What you should copy is the line containing "the white blossom?" and all lines after it in the entries below, exactly and without anything added.
Material provided: Begin
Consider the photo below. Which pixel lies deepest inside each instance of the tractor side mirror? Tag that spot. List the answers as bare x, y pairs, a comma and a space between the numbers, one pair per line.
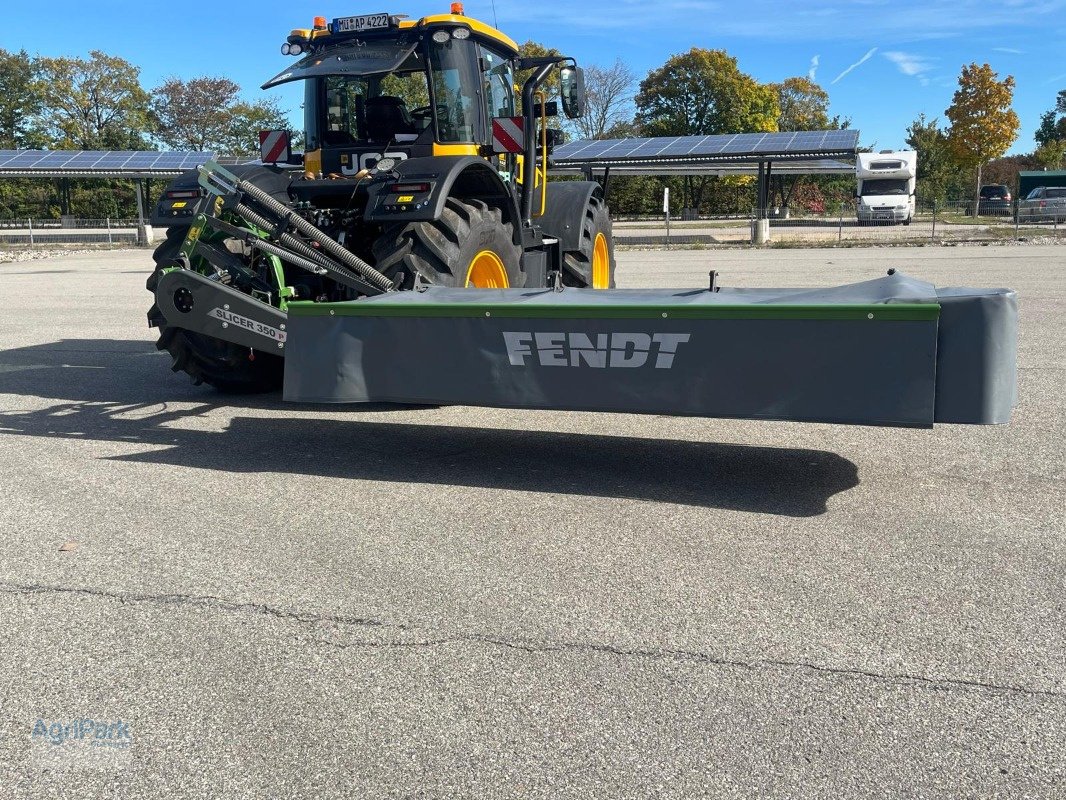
571, 83
554, 137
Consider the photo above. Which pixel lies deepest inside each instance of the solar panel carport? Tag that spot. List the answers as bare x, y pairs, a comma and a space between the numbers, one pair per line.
136, 165
790, 153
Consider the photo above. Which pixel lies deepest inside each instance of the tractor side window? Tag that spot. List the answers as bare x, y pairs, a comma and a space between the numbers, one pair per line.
455, 88
345, 110
499, 81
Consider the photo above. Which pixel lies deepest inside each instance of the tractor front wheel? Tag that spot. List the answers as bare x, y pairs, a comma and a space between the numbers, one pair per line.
469, 245
592, 265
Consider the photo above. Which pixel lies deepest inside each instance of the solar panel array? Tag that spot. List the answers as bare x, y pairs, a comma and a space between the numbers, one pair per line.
95, 161
722, 147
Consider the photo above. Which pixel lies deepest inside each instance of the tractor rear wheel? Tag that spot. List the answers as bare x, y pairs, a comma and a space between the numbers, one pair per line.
592, 265
228, 367
469, 245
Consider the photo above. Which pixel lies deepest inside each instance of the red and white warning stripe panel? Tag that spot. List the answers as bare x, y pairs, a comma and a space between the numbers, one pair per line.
274, 146
507, 134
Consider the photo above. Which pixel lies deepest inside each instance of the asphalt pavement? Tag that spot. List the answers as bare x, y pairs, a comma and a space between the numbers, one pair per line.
249, 598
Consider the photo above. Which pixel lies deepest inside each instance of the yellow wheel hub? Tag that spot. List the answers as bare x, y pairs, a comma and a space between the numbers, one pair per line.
486, 271
601, 264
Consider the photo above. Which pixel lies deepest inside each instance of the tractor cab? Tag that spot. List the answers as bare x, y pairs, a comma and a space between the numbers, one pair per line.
380, 85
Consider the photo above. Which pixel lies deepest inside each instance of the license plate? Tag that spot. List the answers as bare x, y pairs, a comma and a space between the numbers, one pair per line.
364, 22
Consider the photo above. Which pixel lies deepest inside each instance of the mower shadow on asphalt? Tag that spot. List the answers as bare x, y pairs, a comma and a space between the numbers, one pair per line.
113, 390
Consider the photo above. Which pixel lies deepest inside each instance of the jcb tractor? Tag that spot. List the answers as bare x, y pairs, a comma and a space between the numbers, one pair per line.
424, 163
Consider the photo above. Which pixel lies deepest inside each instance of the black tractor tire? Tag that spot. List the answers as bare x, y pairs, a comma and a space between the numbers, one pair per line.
227, 367
578, 264
443, 252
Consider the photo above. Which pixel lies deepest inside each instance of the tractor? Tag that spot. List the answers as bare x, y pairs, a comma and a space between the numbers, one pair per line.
424, 164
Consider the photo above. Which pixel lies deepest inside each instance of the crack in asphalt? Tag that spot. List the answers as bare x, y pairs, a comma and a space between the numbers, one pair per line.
532, 646
197, 600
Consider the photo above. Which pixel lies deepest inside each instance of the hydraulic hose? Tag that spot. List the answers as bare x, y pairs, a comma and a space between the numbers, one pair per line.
338, 252
339, 272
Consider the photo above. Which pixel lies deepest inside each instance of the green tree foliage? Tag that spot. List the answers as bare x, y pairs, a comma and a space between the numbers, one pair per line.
1053, 123
704, 92
193, 114
95, 104
247, 120
609, 94
20, 100
1051, 155
983, 124
937, 173
207, 114
533, 49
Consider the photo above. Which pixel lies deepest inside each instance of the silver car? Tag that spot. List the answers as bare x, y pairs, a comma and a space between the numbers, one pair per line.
1045, 203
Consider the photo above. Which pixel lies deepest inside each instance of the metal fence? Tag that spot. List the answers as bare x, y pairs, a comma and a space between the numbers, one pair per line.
940, 223
29, 232
840, 226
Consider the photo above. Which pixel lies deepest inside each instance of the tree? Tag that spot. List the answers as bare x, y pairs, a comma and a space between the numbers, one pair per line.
20, 100
95, 104
936, 168
194, 114
1051, 155
804, 106
1053, 123
609, 95
207, 114
246, 120
703, 92
983, 124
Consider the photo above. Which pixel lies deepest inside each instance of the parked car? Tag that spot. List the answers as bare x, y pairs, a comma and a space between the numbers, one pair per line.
995, 201
1044, 204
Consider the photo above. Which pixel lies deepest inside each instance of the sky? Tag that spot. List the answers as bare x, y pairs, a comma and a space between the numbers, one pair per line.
883, 62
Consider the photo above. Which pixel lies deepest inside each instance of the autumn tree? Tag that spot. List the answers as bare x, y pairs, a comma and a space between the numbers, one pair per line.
20, 100
531, 49
983, 124
703, 92
803, 105
207, 114
246, 120
1053, 123
609, 96
93, 104
937, 172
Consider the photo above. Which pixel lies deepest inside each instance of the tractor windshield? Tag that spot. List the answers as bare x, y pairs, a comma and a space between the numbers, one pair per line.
359, 58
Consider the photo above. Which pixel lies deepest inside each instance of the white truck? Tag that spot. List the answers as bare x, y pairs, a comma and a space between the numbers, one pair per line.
886, 186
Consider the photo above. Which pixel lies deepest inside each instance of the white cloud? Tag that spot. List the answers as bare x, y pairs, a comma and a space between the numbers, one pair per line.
863, 60
910, 64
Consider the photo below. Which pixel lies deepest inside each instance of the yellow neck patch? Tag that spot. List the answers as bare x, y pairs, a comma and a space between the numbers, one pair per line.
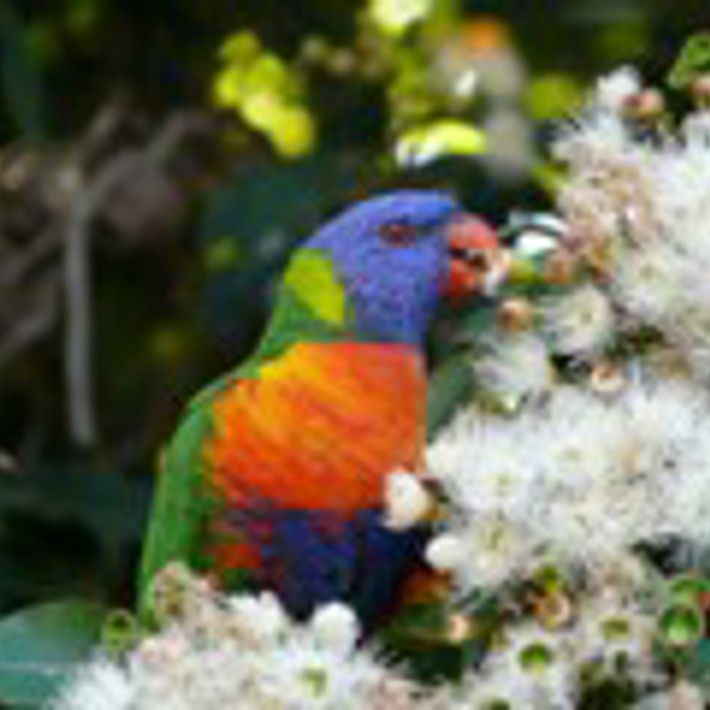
313, 280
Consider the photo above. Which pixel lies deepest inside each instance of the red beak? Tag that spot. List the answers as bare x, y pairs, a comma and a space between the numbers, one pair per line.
477, 264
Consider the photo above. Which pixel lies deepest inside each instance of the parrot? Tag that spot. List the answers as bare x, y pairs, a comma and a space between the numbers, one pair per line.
276, 474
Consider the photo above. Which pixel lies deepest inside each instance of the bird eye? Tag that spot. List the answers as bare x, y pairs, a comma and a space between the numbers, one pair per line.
398, 233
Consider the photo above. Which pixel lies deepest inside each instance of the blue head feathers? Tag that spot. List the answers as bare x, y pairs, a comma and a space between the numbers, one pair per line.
390, 252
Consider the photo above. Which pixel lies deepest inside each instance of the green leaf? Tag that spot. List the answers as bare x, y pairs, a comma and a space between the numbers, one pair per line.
21, 75
694, 60
40, 646
450, 386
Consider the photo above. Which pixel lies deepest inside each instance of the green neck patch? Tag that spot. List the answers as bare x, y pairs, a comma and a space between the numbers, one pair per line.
313, 281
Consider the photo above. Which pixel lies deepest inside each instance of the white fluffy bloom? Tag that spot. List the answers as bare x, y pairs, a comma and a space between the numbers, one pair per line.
261, 619
100, 686
534, 669
640, 212
280, 664
581, 322
407, 501
445, 553
516, 365
578, 478
614, 89
335, 626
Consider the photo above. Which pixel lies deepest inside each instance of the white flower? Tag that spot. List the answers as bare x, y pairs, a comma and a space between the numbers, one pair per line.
516, 365
261, 617
534, 669
407, 501
613, 90
581, 322
576, 478
249, 656
445, 553
335, 626
99, 685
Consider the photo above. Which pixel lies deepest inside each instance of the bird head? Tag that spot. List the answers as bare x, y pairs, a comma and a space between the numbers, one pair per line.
398, 254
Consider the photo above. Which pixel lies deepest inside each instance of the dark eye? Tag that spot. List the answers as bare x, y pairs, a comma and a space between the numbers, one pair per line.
398, 233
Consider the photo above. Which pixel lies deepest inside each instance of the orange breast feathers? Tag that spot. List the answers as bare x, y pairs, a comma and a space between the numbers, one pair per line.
321, 427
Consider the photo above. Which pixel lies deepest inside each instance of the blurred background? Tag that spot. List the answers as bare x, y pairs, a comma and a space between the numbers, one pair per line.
159, 160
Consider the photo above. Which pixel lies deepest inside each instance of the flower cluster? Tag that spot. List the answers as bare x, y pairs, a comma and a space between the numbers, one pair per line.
578, 477
637, 202
240, 652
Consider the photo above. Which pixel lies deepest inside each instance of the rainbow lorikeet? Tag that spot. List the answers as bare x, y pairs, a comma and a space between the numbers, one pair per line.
278, 469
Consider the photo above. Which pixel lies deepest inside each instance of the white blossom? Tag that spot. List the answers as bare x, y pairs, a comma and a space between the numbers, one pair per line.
613, 90
581, 322
407, 501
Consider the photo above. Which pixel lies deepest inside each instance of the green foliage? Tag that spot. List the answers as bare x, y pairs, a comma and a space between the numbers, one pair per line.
692, 63
42, 645
180, 503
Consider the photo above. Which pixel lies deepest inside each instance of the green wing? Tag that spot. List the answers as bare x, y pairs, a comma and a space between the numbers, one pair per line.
180, 505
311, 307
Material provided: End
*The completed task:*
Consider the photo above. Which pixel lies deepest inside each instance of the white blossom? Tag that spot. List the answers as bare x, y pairs, a comma and a space between the numbers, one pair per line.
613, 90
581, 322
407, 501
Consider the photo above. Which pixel lies deepest inside each instance of the green foliage? Tag that spot. List the answers as bare x, y pairs, a comma and a space between the numbers, one pair per line.
692, 63
42, 645
180, 503
Consider the photo above. Which pixel lies deepest inside each instance of the green wing? Tag that spot. List the answers as bare x, y pairs, a comma and a space between the numbers, one pair per line.
180, 505
311, 307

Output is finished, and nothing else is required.